- **AIM**
Please lay out every one of the items below as a two-column CSV with the header input,output. Give one row per item, with its text under input and its answer under output, each in a single quoted field with line breaks changed to spaces.

- **DATA SUPPLIED**
───

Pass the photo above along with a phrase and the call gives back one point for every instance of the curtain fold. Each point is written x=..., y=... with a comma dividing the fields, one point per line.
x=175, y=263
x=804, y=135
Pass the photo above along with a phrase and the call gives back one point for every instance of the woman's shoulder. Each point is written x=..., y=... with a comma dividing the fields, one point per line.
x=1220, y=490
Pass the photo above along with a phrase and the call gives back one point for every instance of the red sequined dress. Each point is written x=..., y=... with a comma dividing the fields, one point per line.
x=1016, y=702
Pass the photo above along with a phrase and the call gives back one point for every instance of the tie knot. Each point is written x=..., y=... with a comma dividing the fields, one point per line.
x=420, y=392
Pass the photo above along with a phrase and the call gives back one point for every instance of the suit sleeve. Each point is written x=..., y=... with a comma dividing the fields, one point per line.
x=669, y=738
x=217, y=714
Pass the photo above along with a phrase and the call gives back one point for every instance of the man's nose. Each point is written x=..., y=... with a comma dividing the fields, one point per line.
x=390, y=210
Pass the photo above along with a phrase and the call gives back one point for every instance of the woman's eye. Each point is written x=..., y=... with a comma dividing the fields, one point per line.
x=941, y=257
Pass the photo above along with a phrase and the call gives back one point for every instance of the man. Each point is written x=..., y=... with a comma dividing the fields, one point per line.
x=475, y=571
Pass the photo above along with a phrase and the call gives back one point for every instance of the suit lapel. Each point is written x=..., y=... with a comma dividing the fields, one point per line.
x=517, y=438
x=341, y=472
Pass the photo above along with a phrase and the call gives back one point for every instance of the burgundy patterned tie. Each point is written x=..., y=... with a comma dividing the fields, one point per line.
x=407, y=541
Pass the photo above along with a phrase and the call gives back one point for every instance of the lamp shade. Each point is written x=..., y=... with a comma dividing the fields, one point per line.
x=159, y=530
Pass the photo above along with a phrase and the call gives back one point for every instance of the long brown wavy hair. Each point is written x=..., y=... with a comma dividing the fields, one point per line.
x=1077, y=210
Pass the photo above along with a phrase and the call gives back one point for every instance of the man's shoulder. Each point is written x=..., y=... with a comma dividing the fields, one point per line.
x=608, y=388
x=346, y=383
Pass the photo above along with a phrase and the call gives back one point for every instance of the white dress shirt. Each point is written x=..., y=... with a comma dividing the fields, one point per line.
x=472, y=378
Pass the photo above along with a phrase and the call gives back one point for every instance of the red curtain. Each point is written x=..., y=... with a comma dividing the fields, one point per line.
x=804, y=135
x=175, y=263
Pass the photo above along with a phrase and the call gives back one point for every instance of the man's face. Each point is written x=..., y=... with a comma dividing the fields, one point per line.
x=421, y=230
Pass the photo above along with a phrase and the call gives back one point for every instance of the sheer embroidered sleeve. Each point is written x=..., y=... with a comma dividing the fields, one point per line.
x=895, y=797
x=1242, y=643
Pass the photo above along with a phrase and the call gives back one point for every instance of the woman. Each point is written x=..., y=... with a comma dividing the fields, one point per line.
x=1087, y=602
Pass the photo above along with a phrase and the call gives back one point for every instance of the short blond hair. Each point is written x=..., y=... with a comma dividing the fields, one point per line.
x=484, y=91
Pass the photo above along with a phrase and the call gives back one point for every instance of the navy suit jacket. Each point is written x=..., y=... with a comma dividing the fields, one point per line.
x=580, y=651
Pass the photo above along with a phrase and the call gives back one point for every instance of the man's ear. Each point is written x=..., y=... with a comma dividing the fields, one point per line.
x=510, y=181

───

- **SOLUTION**
input,output
"Pass the photo above along with a phrase and the call gives back one point for every instance of the curtain fold. Each point is written x=..., y=... with a comma dividing the fields, one point per line.","x=175, y=263 x=804, y=135"
"Pass the photo above along with a phrase and the call gives back one point for every instance of the woman's shoulder. Each point is written x=..., y=... with a comma dividing the fields, one point per line.","x=1220, y=490"
"Pass the photo above along with a phrase and the call gives back one point for every instance of the red sequined dress. Each point is written x=..., y=... with a comma dividing the fields, one point per line.","x=1016, y=702"
"Pass the photo above along with a phrase and the call gives back one point for every instance of the tie knot. Each point is written x=..., y=... with a comma dividing the fields, one point per line.","x=420, y=392"
"Pass the photo above along with a phrase and the call gives back one point for every instance of the suit sleeve. Each point is written x=..., y=... with a comma dividing the fields, one point per line.","x=669, y=738 x=217, y=714"
"Pass the photo above along with a phrase and the call gives back one point for every instance of the man's nose. Each point is written x=..., y=... with a comma dividing the fields, one point per line.","x=390, y=210"
"Pass the photo above along with a phrase and the call gives back one point for every instance of the woman's eye. Each point is written x=..., y=... with a comma dividing the fields, one point per line.","x=941, y=257"
"Pass the photo above along with a phrase and the call gives back one point for every instance of the man. Each point is written x=..., y=... with a comma dividing the fields, one point per line.","x=475, y=571"
"Pass the photo above along with a phrase and the call gives back one point for every instance of the suit lapel. Each point is written x=..., y=... with a comma dividing the fields, one point per line.","x=517, y=438 x=341, y=472"
"Pass the photo above along with a phrase and the call gives back one point for every instance of the burgundy patterned tie. Each point is written x=..., y=... with a comma dividing the fields, one point per line.","x=407, y=541"
"Pass the photo above along with a phrase and the call gives back one point for every instance of the lamp shade. Each point is written x=..., y=... with a comma dividing the fields, one point per line.","x=159, y=530"
"Pass the photo above along with a phrase and the call gives back one point for every instance of the long brown wavy hair. Each point is written x=..., y=... with a comma dividing the fields, one point per line.","x=1077, y=210"
"Pass the photo above along with a phrase and the call gives back one point for every instance of the man's shoulder. Each point is written x=..., y=... with a comma dividing the fields, one point per line.","x=608, y=388 x=346, y=383"
"Pass the photo above along with a phrase and the call gives back one point for every instance of the white dress shirt. Each point is written x=..., y=... with a comma dividing the fields, one point per line.","x=472, y=378"
"Pass the photo above along with a phrase and the call gives back one point for every instance of the red curtain. Each point is written x=..., y=... with a comma dividing the fields, one point per line.","x=804, y=135 x=175, y=263"
"Pass the photo above along with a phrase and the call gives back one point for every instance of the man's face. Each point is written x=..., y=... with a comma dividing the fields, one point per line.","x=421, y=230"
"Pass the photo above along with a phrase and the call gives back one point for every instance of the sheer embroidered sleeve. Each point is written x=..., y=... with a comma dividing the fields, one point per line.","x=895, y=797 x=1242, y=643"
"Pass the photo above along with a phrase and the call gives back one point for every instance of the woman. Each point is written x=..., y=... with a comma dividing the fields, one point per line.","x=1087, y=602"
"Pass the photo above along with a phrase and the call gives back one point for every instance of the short blond hair. Each point is written x=..., y=... with a comma dividing the fields, one point per line.","x=484, y=91"
"Pass the photo above along with a phrase and the call gives back one point for every instance of the navy suit jacket. Each point is written x=..., y=... with a comma dividing the fields, one point per line.","x=580, y=651"
"Pass the photo above along with a phrase and the call gives back one point for every instance of the man's ear. Each point is written x=..., y=... with a comma dividing the fields, one point per line.","x=510, y=181"